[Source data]
---
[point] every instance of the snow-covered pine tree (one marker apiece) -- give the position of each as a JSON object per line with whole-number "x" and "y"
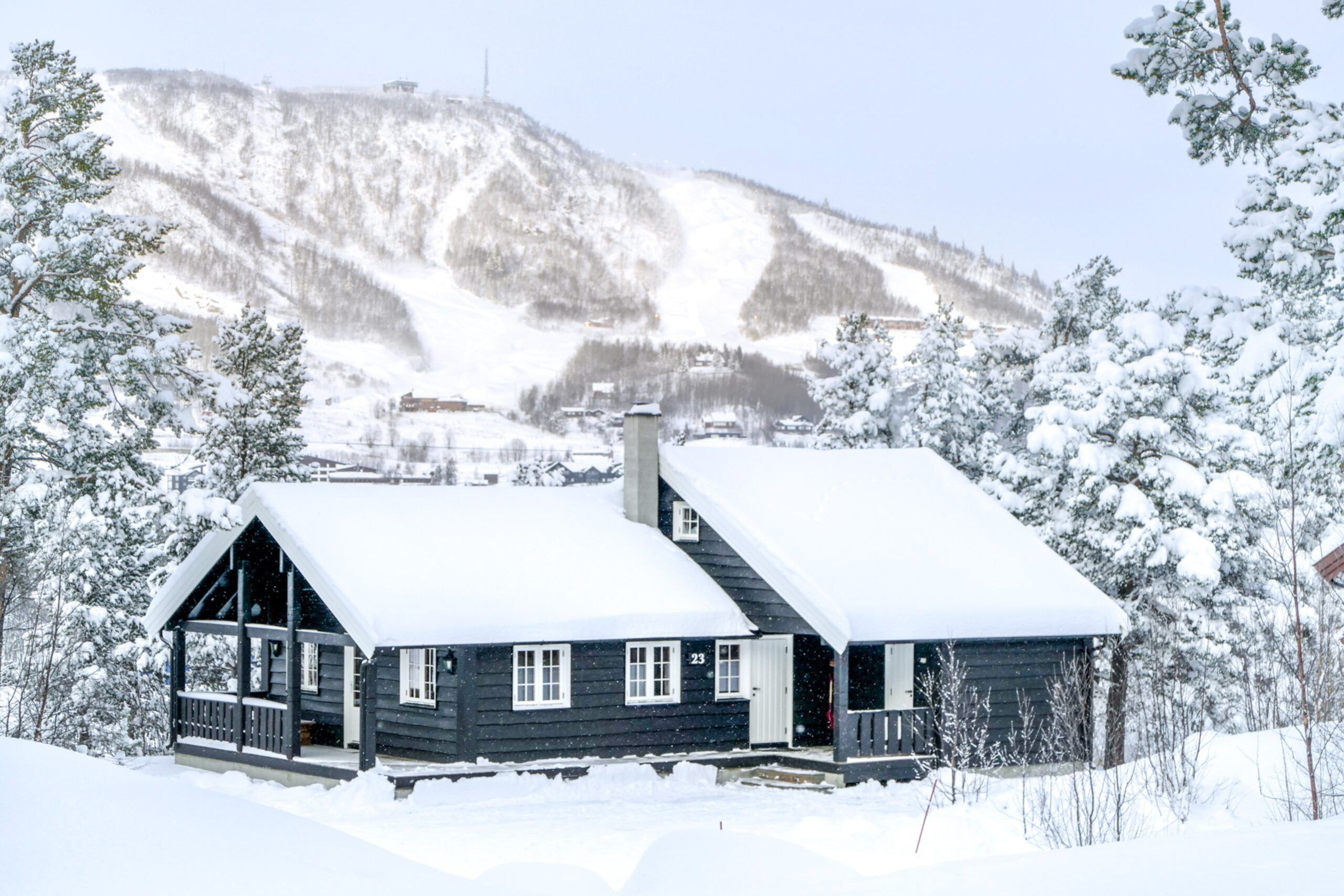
{"x": 947, "y": 410}
{"x": 1003, "y": 364}
{"x": 252, "y": 410}
{"x": 1278, "y": 354}
{"x": 1127, "y": 473}
{"x": 536, "y": 473}
{"x": 858, "y": 400}
{"x": 87, "y": 378}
---
- _Task_: Line by line, print the records exactly, leaving the pictures behind.

- _Exercise answer_:
[point] every instance of the snow-covered pine tree (one marker apiece) -- give the position of each as a JSON object per line with whole-number "x" and "y"
{"x": 947, "y": 410}
{"x": 1003, "y": 364}
{"x": 252, "y": 410}
{"x": 1278, "y": 354}
{"x": 1127, "y": 473}
{"x": 536, "y": 473}
{"x": 858, "y": 400}
{"x": 87, "y": 378}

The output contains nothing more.